((
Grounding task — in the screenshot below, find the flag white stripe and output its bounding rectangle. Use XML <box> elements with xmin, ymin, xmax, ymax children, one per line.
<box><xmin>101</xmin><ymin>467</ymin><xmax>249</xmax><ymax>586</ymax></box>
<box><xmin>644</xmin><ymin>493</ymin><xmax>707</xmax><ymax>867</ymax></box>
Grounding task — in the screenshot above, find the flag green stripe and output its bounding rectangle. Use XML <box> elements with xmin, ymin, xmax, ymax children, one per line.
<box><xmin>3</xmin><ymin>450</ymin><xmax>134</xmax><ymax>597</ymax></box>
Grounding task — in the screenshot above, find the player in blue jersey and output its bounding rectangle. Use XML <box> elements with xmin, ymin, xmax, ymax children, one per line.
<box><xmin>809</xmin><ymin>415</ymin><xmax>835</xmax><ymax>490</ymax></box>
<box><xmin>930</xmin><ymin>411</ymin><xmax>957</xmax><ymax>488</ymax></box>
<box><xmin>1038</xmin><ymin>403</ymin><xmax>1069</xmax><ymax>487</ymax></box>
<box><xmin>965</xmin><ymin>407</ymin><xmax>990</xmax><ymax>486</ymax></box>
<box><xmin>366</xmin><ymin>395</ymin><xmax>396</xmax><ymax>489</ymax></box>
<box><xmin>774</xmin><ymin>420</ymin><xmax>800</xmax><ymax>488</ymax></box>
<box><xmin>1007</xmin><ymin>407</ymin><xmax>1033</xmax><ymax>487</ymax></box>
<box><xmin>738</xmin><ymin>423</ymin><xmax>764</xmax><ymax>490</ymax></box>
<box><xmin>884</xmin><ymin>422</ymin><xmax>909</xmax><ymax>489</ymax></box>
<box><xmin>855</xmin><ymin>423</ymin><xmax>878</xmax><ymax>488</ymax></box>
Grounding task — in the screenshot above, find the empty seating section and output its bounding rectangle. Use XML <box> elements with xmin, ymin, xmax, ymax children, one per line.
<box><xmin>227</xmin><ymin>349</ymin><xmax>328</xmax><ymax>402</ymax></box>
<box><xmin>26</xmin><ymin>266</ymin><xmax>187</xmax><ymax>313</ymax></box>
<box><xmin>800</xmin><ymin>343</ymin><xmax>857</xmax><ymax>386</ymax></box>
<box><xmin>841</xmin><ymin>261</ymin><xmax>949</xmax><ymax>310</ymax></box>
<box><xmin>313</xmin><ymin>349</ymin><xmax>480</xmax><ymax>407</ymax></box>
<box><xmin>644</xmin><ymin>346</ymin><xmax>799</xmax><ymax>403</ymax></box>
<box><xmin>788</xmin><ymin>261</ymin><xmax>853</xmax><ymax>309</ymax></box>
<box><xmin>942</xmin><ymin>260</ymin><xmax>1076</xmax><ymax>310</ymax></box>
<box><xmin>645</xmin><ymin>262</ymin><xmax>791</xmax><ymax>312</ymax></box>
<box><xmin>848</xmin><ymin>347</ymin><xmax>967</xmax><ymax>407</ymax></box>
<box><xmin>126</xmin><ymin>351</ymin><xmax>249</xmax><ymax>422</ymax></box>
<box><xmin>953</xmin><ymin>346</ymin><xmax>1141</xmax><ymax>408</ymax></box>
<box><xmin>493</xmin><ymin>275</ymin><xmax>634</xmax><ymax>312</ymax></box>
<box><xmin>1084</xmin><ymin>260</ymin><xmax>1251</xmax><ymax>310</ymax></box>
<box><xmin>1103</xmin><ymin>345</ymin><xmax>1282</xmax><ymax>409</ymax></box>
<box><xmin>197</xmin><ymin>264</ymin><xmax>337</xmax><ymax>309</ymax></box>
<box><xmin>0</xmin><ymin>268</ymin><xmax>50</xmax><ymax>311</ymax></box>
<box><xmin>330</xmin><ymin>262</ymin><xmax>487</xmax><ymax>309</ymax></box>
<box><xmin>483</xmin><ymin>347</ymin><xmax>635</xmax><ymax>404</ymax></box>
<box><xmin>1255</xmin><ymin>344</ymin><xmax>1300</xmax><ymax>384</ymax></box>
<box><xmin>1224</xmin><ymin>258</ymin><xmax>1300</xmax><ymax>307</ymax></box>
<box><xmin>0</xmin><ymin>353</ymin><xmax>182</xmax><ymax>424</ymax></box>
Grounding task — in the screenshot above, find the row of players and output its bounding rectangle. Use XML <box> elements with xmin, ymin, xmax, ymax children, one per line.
))
→ What to work on
Transcribe every record above exactly as it appears.

→ Result of this exercise
Grounding task — in the screenshot below, find the flag white stripe and output its bounding rectangle. Use XML <box> elements with xmin, ymin, xmax, ymax children, one per line.
<box><xmin>101</xmin><ymin>467</ymin><xmax>249</xmax><ymax>586</ymax></box>
<box><xmin>644</xmin><ymin>493</ymin><xmax>707</xmax><ymax>867</ymax></box>
Grounding task — in the screenshot above, find the flag green stripe and output its bounding rectangle. Use XML <box> elements with xmin, ymin, xmax, ymax children, one per line.
<box><xmin>3</xmin><ymin>450</ymin><xmax>134</xmax><ymax>597</ymax></box>
Grounding task — in the screenshot above, find the player in blue jersey and output its bounding rectangle. Use XML <box> elements with xmin, ymin, xmax, ymax children, one per line.
<box><xmin>809</xmin><ymin>415</ymin><xmax>835</xmax><ymax>490</ymax></box>
<box><xmin>930</xmin><ymin>411</ymin><xmax>957</xmax><ymax>488</ymax></box>
<box><xmin>1038</xmin><ymin>403</ymin><xmax>1069</xmax><ymax>487</ymax></box>
<box><xmin>965</xmin><ymin>407</ymin><xmax>990</xmax><ymax>486</ymax></box>
<box><xmin>366</xmin><ymin>395</ymin><xmax>396</xmax><ymax>489</ymax></box>
<box><xmin>774</xmin><ymin>420</ymin><xmax>800</xmax><ymax>488</ymax></box>
<box><xmin>1007</xmin><ymin>407</ymin><xmax>1033</xmax><ymax>487</ymax></box>
<box><xmin>738</xmin><ymin>423</ymin><xmax>764</xmax><ymax>490</ymax></box>
<box><xmin>884</xmin><ymin>422</ymin><xmax>909</xmax><ymax>489</ymax></box>
<box><xmin>855</xmin><ymin>423</ymin><xmax>878</xmax><ymax>488</ymax></box>
Grounding task — in the screenshot above, find the empty seating section and output its bounding rectangle. Use XML <box> elements with xmin, ymin, xmax, ymax children, one per line.
<box><xmin>227</xmin><ymin>349</ymin><xmax>328</xmax><ymax>402</ymax></box>
<box><xmin>26</xmin><ymin>266</ymin><xmax>187</xmax><ymax>313</ymax></box>
<box><xmin>800</xmin><ymin>343</ymin><xmax>857</xmax><ymax>386</ymax></box>
<box><xmin>841</xmin><ymin>261</ymin><xmax>949</xmax><ymax>310</ymax></box>
<box><xmin>313</xmin><ymin>349</ymin><xmax>480</xmax><ymax>407</ymax></box>
<box><xmin>644</xmin><ymin>346</ymin><xmax>799</xmax><ymax>403</ymax></box>
<box><xmin>788</xmin><ymin>261</ymin><xmax>853</xmax><ymax>309</ymax></box>
<box><xmin>942</xmin><ymin>260</ymin><xmax>1076</xmax><ymax>310</ymax></box>
<box><xmin>645</xmin><ymin>262</ymin><xmax>791</xmax><ymax>312</ymax></box>
<box><xmin>848</xmin><ymin>347</ymin><xmax>967</xmax><ymax>407</ymax></box>
<box><xmin>126</xmin><ymin>351</ymin><xmax>249</xmax><ymax>422</ymax></box>
<box><xmin>953</xmin><ymin>346</ymin><xmax>1141</xmax><ymax>408</ymax></box>
<box><xmin>493</xmin><ymin>275</ymin><xmax>634</xmax><ymax>312</ymax></box>
<box><xmin>1084</xmin><ymin>260</ymin><xmax>1251</xmax><ymax>310</ymax></box>
<box><xmin>1103</xmin><ymin>345</ymin><xmax>1282</xmax><ymax>409</ymax></box>
<box><xmin>197</xmin><ymin>264</ymin><xmax>337</xmax><ymax>309</ymax></box>
<box><xmin>0</xmin><ymin>268</ymin><xmax>50</xmax><ymax>311</ymax></box>
<box><xmin>330</xmin><ymin>262</ymin><xmax>487</xmax><ymax>309</ymax></box>
<box><xmin>483</xmin><ymin>347</ymin><xmax>635</xmax><ymax>404</ymax></box>
<box><xmin>1255</xmin><ymin>344</ymin><xmax>1300</xmax><ymax>384</ymax></box>
<box><xmin>1224</xmin><ymin>258</ymin><xmax>1300</xmax><ymax>307</ymax></box>
<box><xmin>0</xmin><ymin>353</ymin><xmax>182</xmax><ymax>424</ymax></box>
Grounding task — in the screenshot above, find the row of players and output its bounding rectangle. Use XML <box> elements with xmin, ymin, xmax, ymax children, one per line.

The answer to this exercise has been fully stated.